__Exercise instructions__
Output only the lines from the one holding "of the floral" to the end of the data below, please, copied exactly.

__Items listed in a dataset__
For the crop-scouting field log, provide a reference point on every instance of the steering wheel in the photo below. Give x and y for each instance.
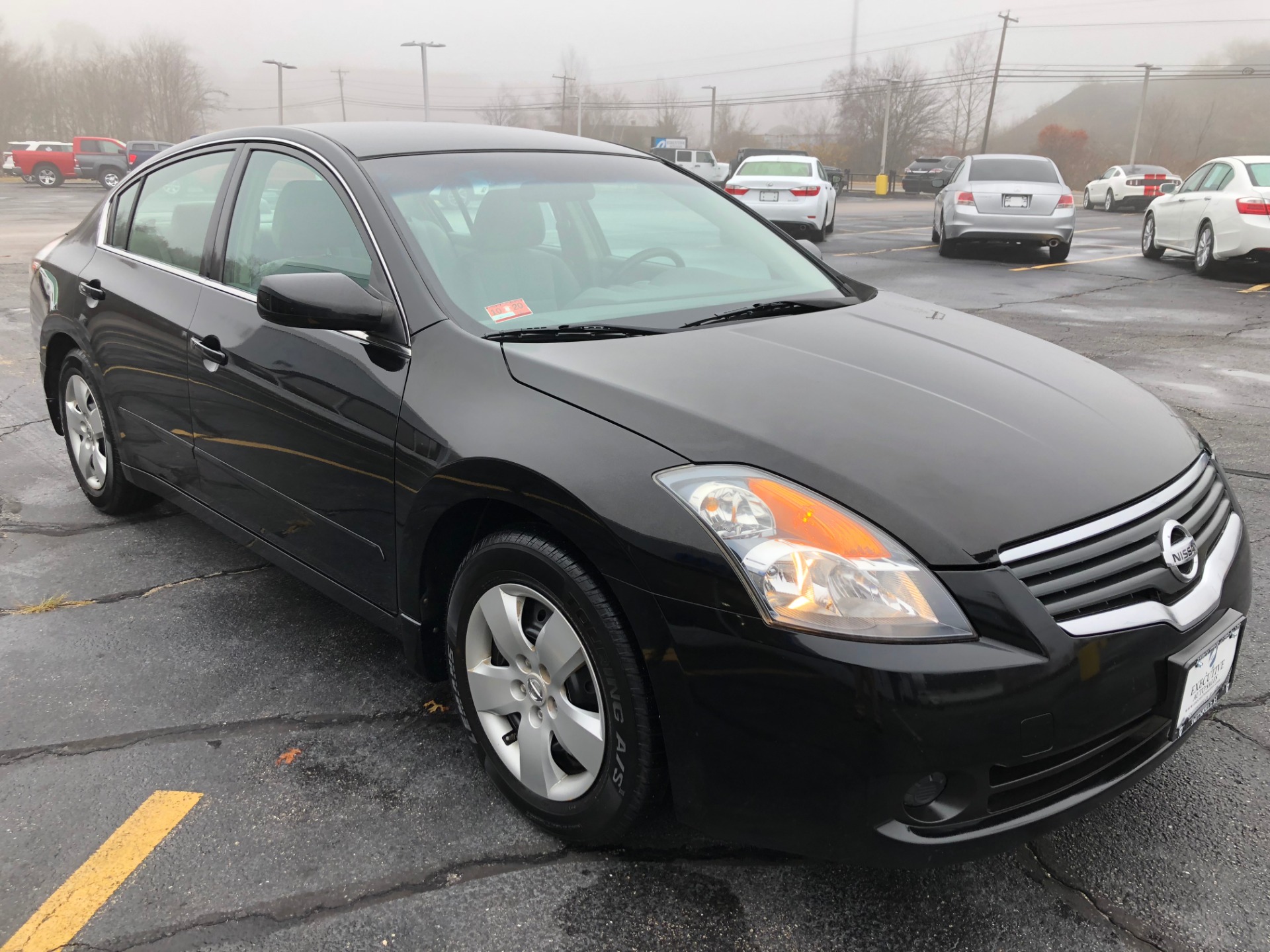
(640, 257)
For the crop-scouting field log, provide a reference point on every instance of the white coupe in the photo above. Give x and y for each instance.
(1128, 186)
(1220, 214)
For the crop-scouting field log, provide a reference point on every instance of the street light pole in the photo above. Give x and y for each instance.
(714, 93)
(886, 125)
(564, 97)
(1147, 69)
(341, 74)
(1006, 19)
(423, 55)
(281, 67)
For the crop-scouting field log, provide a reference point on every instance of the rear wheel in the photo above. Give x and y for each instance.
(552, 690)
(949, 248)
(91, 442)
(48, 175)
(1206, 263)
(1150, 249)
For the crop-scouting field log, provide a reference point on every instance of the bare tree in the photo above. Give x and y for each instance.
(916, 110)
(503, 110)
(968, 67)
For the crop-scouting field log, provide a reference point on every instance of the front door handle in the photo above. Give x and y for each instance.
(210, 349)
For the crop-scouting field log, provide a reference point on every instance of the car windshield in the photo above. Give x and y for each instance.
(521, 240)
(1260, 175)
(1013, 171)
(769, 167)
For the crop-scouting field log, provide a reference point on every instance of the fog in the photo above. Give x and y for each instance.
(745, 48)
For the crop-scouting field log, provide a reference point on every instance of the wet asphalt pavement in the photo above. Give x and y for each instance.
(192, 666)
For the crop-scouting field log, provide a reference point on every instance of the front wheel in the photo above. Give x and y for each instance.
(1150, 249)
(1206, 262)
(552, 688)
(48, 175)
(91, 441)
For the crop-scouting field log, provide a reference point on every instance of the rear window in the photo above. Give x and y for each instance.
(1013, 171)
(1260, 175)
(775, 168)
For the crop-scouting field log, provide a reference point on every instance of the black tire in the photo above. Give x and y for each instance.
(632, 776)
(48, 175)
(114, 495)
(1206, 262)
(949, 248)
(1150, 249)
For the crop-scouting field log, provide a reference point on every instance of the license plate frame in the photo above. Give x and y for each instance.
(1202, 673)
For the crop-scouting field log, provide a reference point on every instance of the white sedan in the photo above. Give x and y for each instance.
(1128, 186)
(1221, 212)
(790, 190)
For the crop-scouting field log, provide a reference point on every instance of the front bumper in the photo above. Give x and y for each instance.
(967, 223)
(807, 744)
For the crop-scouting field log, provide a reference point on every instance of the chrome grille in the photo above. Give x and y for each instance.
(1115, 561)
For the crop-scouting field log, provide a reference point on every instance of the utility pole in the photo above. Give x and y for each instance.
(564, 95)
(855, 24)
(714, 93)
(1147, 69)
(341, 74)
(423, 54)
(886, 125)
(1006, 19)
(281, 67)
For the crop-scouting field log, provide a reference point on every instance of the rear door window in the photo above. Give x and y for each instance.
(288, 219)
(175, 211)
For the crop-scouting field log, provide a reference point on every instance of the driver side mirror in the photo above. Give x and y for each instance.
(323, 301)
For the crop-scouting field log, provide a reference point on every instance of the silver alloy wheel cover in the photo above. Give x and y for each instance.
(85, 432)
(534, 686)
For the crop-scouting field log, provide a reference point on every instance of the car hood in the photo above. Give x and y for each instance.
(952, 433)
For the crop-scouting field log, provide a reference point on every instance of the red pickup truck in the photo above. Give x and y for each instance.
(93, 158)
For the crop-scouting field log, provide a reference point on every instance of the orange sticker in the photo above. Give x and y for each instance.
(508, 310)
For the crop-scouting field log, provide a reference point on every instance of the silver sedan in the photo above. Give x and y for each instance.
(1015, 198)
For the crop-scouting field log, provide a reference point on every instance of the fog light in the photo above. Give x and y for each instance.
(926, 790)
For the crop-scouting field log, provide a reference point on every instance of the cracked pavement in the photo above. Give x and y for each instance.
(178, 662)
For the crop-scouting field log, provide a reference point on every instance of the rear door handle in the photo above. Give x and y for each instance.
(210, 349)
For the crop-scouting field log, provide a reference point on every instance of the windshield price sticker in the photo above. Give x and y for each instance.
(508, 310)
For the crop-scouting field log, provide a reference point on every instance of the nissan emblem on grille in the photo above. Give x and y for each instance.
(1179, 549)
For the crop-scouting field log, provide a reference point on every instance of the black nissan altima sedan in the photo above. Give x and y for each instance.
(673, 504)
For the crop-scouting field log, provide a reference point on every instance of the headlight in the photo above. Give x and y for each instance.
(812, 564)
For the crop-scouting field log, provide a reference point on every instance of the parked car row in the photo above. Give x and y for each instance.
(101, 159)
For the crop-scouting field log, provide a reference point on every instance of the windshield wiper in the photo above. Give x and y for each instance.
(573, 332)
(769, 309)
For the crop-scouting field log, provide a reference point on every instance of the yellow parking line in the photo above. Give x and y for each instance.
(879, 252)
(69, 909)
(1052, 264)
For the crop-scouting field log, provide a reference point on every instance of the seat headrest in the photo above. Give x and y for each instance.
(309, 219)
(507, 221)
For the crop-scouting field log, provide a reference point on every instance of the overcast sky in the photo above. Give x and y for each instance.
(742, 46)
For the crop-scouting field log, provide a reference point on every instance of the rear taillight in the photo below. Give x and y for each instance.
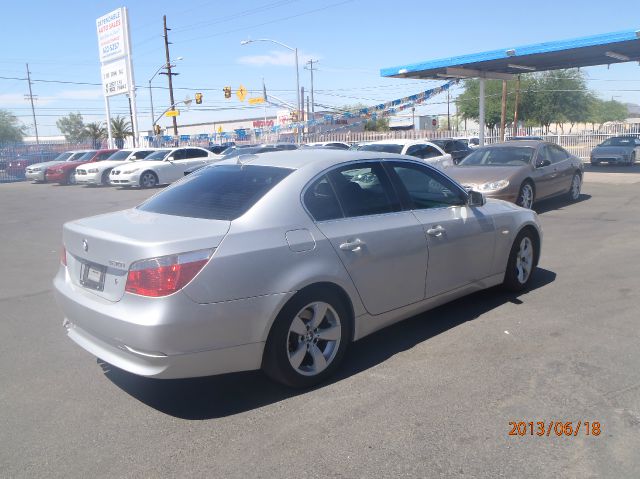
(165, 275)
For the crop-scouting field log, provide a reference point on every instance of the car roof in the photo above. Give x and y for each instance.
(531, 143)
(320, 158)
(392, 141)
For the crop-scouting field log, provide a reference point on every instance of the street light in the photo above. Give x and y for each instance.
(164, 65)
(295, 50)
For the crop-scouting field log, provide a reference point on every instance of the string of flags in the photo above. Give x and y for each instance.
(365, 114)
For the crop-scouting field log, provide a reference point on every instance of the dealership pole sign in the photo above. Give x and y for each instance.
(114, 48)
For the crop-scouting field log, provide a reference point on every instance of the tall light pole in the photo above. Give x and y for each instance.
(295, 50)
(163, 66)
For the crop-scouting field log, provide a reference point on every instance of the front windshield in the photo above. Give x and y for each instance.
(499, 156)
(119, 155)
(619, 142)
(382, 147)
(157, 155)
(88, 155)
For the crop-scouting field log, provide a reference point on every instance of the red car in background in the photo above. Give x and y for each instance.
(65, 173)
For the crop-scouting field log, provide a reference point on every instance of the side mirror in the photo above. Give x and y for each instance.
(476, 198)
(543, 163)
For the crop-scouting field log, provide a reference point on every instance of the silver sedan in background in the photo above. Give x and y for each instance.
(279, 261)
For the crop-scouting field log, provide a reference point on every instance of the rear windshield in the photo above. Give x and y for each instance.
(499, 156)
(221, 192)
(119, 155)
(619, 142)
(63, 156)
(88, 155)
(158, 155)
(383, 148)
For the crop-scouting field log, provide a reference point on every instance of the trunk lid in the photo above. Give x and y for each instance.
(100, 249)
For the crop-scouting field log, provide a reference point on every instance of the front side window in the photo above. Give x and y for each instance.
(382, 147)
(364, 189)
(425, 188)
(222, 192)
(320, 200)
(196, 153)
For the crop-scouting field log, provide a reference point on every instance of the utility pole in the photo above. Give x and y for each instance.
(169, 74)
(33, 110)
(515, 110)
(310, 63)
(503, 110)
(448, 113)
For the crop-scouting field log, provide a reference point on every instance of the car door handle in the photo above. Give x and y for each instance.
(354, 245)
(436, 231)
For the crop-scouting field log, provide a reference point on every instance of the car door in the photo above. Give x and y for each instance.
(382, 247)
(562, 169)
(173, 166)
(543, 173)
(196, 157)
(460, 238)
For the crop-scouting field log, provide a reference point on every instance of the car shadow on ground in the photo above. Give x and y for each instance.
(588, 168)
(229, 394)
(558, 203)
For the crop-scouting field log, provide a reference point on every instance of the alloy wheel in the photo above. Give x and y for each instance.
(524, 260)
(525, 199)
(314, 338)
(148, 180)
(576, 184)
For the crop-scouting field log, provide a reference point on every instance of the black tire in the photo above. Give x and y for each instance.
(523, 197)
(513, 278)
(104, 179)
(148, 179)
(71, 178)
(281, 342)
(574, 194)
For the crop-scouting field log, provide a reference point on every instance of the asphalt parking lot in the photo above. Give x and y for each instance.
(429, 397)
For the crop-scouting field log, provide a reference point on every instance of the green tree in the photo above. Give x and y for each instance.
(545, 98)
(96, 132)
(72, 127)
(120, 129)
(10, 130)
(600, 111)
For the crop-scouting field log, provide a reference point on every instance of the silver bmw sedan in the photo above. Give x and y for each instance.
(280, 261)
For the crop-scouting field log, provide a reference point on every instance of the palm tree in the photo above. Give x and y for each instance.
(120, 129)
(96, 132)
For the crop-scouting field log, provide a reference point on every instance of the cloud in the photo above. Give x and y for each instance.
(276, 58)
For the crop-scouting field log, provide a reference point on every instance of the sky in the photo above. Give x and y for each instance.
(351, 40)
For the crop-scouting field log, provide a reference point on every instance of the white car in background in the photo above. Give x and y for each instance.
(425, 150)
(37, 171)
(161, 167)
(98, 173)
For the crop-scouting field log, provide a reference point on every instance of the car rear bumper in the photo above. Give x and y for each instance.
(609, 159)
(35, 176)
(170, 337)
(89, 178)
(124, 180)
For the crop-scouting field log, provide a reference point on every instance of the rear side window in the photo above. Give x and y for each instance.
(223, 192)
(321, 201)
(364, 189)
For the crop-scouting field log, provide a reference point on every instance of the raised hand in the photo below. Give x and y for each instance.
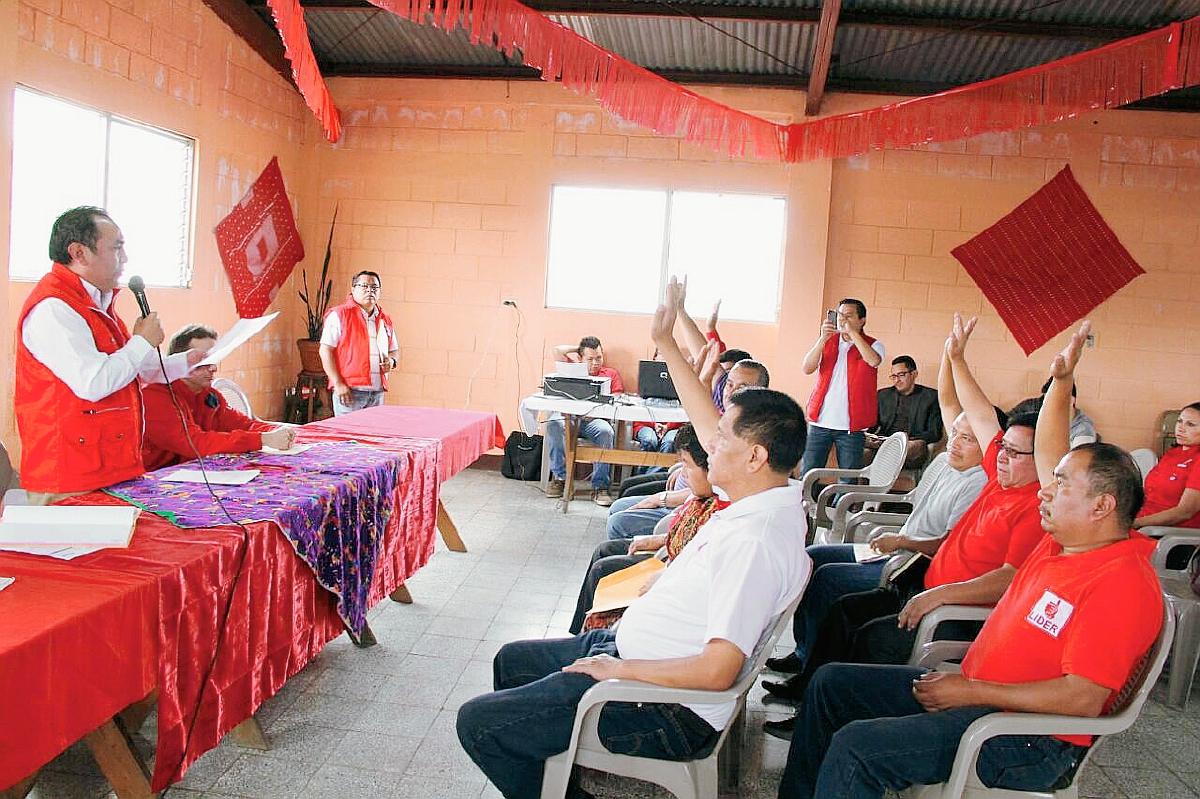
(1065, 362)
(960, 332)
(712, 318)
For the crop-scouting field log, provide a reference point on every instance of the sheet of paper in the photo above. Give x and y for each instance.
(621, 588)
(235, 478)
(243, 331)
(103, 526)
(864, 553)
(297, 449)
(61, 553)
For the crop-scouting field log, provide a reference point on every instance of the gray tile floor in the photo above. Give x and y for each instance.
(381, 721)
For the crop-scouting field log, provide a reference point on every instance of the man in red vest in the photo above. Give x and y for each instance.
(78, 402)
(843, 403)
(358, 347)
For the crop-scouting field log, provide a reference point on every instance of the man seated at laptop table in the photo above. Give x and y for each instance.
(598, 431)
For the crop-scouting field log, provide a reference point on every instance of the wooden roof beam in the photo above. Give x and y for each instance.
(822, 53)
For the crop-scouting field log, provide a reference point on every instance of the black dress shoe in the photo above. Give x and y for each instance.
(781, 728)
(789, 665)
(785, 690)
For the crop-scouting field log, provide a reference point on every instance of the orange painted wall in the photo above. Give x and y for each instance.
(444, 188)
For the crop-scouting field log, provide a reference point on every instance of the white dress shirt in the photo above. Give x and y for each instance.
(61, 341)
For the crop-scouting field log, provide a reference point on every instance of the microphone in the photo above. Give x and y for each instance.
(138, 287)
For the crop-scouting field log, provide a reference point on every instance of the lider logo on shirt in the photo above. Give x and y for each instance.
(1050, 613)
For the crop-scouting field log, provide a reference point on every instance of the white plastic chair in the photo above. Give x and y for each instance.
(964, 781)
(1179, 594)
(876, 479)
(234, 396)
(849, 524)
(687, 779)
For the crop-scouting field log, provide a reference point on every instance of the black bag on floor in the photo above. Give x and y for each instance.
(522, 456)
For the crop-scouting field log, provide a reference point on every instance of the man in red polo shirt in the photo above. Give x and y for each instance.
(1079, 616)
(975, 563)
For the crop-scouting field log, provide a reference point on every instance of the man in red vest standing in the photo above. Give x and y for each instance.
(358, 347)
(843, 403)
(77, 401)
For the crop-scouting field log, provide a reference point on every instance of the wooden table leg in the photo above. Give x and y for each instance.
(250, 734)
(571, 436)
(448, 530)
(119, 760)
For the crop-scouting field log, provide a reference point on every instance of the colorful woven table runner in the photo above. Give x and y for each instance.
(331, 502)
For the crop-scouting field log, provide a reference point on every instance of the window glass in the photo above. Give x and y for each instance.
(615, 248)
(66, 155)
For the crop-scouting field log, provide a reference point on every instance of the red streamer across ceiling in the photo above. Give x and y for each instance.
(1108, 77)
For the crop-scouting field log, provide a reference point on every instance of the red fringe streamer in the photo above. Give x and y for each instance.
(1108, 77)
(294, 32)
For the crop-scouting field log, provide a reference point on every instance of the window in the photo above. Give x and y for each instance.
(615, 248)
(67, 155)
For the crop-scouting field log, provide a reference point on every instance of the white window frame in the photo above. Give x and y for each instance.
(159, 239)
(619, 253)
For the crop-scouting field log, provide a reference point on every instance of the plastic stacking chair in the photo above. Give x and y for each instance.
(850, 524)
(965, 782)
(234, 396)
(1179, 594)
(876, 479)
(687, 779)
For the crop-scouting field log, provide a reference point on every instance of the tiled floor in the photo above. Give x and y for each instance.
(381, 721)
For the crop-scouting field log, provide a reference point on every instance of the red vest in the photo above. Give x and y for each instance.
(353, 350)
(69, 444)
(862, 377)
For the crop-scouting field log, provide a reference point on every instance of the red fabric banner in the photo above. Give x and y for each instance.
(259, 244)
(1050, 262)
(1108, 77)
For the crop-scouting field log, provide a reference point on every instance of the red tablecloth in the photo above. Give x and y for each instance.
(461, 436)
(82, 640)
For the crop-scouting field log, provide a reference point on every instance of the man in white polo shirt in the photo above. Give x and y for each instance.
(693, 629)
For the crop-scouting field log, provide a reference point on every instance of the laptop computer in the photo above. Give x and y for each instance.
(654, 380)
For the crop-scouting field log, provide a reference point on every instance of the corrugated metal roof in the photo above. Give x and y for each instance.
(679, 43)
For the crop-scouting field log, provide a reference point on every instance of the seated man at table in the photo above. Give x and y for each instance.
(598, 431)
(209, 426)
(693, 629)
(1065, 638)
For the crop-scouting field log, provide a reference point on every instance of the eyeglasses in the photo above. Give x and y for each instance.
(1012, 451)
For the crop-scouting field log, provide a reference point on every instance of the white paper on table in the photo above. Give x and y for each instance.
(61, 553)
(297, 449)
(55, 526)
(234, 478)
(237, 336)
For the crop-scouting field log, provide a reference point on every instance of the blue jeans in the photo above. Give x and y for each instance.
(834, 575)
(649, 442)
(597, 431)
(624, 523)
(528, 718)
(359, 398)
(862, 732)
(606, 559)
(821, 439)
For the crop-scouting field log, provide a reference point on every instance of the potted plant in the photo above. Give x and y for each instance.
(316, 305)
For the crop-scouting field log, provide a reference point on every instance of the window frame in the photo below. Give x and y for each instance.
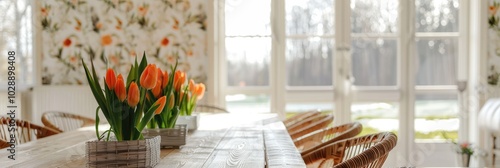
(404, 92)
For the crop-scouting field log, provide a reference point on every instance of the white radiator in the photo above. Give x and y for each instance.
(72, 99)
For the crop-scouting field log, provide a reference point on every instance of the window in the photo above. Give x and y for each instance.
(436, 46)
(309, 42)
(16, 35)
(361, 60)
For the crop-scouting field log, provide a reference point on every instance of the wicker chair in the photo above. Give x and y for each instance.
(4, 144)
(62, 121)
(25, 131)
(300, 117)
(369, 151)
(311, 125)
(210, 109)
(326, 136)
(307, 121)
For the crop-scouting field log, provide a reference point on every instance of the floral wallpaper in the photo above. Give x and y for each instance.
(494, 42)
(114, 32)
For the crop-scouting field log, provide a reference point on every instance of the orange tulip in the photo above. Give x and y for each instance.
(192, 85)
(110, 78)
(133, 95)
(165, 79)
(120, 90)
(171, 101)
(161, 101)
(149, 77)
(157, 89)
(179, 79)
(181, 96)
(200, 91)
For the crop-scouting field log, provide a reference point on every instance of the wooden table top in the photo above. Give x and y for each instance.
(222, 140)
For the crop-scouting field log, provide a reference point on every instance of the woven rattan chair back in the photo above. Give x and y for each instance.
(369, 151)
(62, 121)
(326, 136)
(289, 122)
(305, 122)
(3, 144)
(210, 109)
(24, 132)
(320, 122)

__Exercise result__
For the crop-scouting field log, provide a reference point on every instance of the floral wallpaper in the photo above. Give x and y for each instance.
(494, 42)
(114, 32)
For the crop-scouting field log, provide a reference point on every instance of the orange tulip in the photo above. Give x and y for each instance.
(192, 85)
(110, 78)
(133, 95)
(165, 79)
(120, 90)
(171, 101)
(161, 101)
(149, 77)
(157, 89)
(179, 79)
(181, 96)
(200, 91)
For the crop-scouting field log, provide a reference point on every instance of the wooden table top in the photo above. Give x and y for each instance.
(222, 140)
For the crop-scouting field log, provide a reference point on every instance of the woven rattan chair back in the photo above. Give x and y for each instance.
(369, 151)
(62, 121)
(326, 136)
(289, 122)
(305, 122)
(3, 144)
(210, 109)
(24, 132)
(320, 122)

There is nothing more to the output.